(Data items)
◆ ◆ ◆ ◆

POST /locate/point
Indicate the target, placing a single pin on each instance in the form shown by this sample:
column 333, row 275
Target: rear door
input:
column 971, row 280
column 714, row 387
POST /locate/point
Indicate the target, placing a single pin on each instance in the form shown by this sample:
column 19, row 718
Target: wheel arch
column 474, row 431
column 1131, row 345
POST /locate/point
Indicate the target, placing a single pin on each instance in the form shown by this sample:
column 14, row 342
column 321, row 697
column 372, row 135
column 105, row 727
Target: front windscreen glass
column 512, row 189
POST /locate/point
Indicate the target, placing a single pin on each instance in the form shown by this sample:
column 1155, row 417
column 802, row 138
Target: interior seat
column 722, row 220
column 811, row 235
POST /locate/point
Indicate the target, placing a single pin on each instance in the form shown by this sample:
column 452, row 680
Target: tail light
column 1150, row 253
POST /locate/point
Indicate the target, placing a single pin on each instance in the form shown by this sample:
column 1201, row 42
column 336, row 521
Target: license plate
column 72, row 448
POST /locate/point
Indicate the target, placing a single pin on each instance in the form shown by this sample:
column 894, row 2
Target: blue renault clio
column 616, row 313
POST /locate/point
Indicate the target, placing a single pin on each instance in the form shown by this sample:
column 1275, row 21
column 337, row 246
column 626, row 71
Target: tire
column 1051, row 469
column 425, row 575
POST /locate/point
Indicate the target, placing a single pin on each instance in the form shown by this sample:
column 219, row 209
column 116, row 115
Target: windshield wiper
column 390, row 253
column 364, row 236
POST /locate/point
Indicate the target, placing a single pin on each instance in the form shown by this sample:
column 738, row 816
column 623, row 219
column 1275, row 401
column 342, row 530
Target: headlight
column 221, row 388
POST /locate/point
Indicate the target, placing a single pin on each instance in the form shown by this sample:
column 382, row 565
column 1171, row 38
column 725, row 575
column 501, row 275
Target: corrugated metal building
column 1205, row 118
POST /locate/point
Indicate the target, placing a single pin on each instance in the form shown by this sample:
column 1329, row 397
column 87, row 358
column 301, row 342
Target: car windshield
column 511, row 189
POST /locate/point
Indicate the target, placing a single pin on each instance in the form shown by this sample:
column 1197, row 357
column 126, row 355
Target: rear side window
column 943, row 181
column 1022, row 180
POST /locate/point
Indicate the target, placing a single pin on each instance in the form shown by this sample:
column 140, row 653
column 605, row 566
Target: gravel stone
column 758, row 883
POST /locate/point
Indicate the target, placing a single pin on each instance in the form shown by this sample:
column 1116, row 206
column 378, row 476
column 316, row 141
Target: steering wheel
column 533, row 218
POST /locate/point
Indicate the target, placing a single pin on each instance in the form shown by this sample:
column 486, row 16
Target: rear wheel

◆ ◆ ◆ ◆

**EXERCISE REQUIREMENTS:**
Extract the complete data, matching each line exactly.

**OUTPUT FOR THIS EXERCISE:**
POST /locate/point
Indicate the target, placing a single pin on each instance in the form shown by this sample:
column 333, row 275
Target: rear door
input:
column 971, row 280
column 714, row 387
POST /locate/point
Indicate the target, placing a single pin on each instance in the form shown by this sample:
column 19, row 718
Target: wheel arch
column 474, row 431
column 1131, row 345
POST /locate/point
Indicate the target, placing a single pin on each instance in the form shown by this sample:
column 14, row 342
column 321, row 697
column 372, row 135
column 105, row 727
Target: front windscreen glass
column 512, row 189
POST /locate/point
Indicate the target, placing a single pin on each instance in the form shown by this sample:
column 1155, row 417
column 802, row 138
Target: interior seat
column 722, row 220
column 811, row 235
POST /locate/point
Indicate the target, placing a single pin on each instance in the form shown by this sample:
column 452, row 680
Target: tail light
column 1150, row 253
POST /locate/point
Indicate the target, placing a single pin on each instance in the form shown by this sample:
column 1201, row 42
column 336, row 521
Target: license plate
column 72, row 448
POST /locate/point
Indicate the target, placing a single pin on each instance in the form shown by this sample:
column 894, row 2
Target: blue renault clio
column 616, row 313
POST /locate/point
Indicate the target, placing a single pin on each instance in the form shown by this sample:
column 1275, row 21
column 337, row 246
column 626, row 71
Target: tire
column 1051, row 469
column 425, row 575
POST /locate/point
Indicate the target, placing a single pin on each instance in the form shown by this sample:
column 219, row 209
column 116, row 115
Target: windshield wiper
column 390, row 253
column 364, row 236
POST /locate/point
Indicate the target, placing a single pin on each instance in the form shown by this sample:
column 738, row 816
column 623, row 219
column 1275, row 401
column 342, row 530
Target: headlight
column 221, row 388
POST /locate/point
Indicate the target, placing a single pin on each instance in the form shown by this sample:
column 382, row 565
column 1171, row 38
column 725, row 575
column 501, row 275
Target: corrugated metal building
column 1205, row 118
POST /locate/point
Indicate the target, placing a single pin on each instance in the form shown by this sample:
column 1329, row 397
column 87, row 358
column 301, row 342
Target: car windshield
column 511, row 189
POST /locate/point
Indicate the target, placing a single pin on each instance in the form shown by this sample:
column 1197, row 357
column 126, row 355
Target: rear side window
column 943, row 181
column 1022, row 180
POST /locate/point
Indicate the target, placing a single pin on each instance in the form shown by this sample:
column 140, row 653
column 605, row 566
Target: gravel stone
column 758, row 883
POST /locate/point
Indicate the target, placing a single pin on each instance in the form shown by this sample:
column 1116, row 206
column 378, row 476
column 316, row 141
Target: steering wheel
column 533, row 218
POST /locate/point
Indicate the target, placing a single pin on each instance in the form shown by this sample:
column 486, row 16
Target: rear wheel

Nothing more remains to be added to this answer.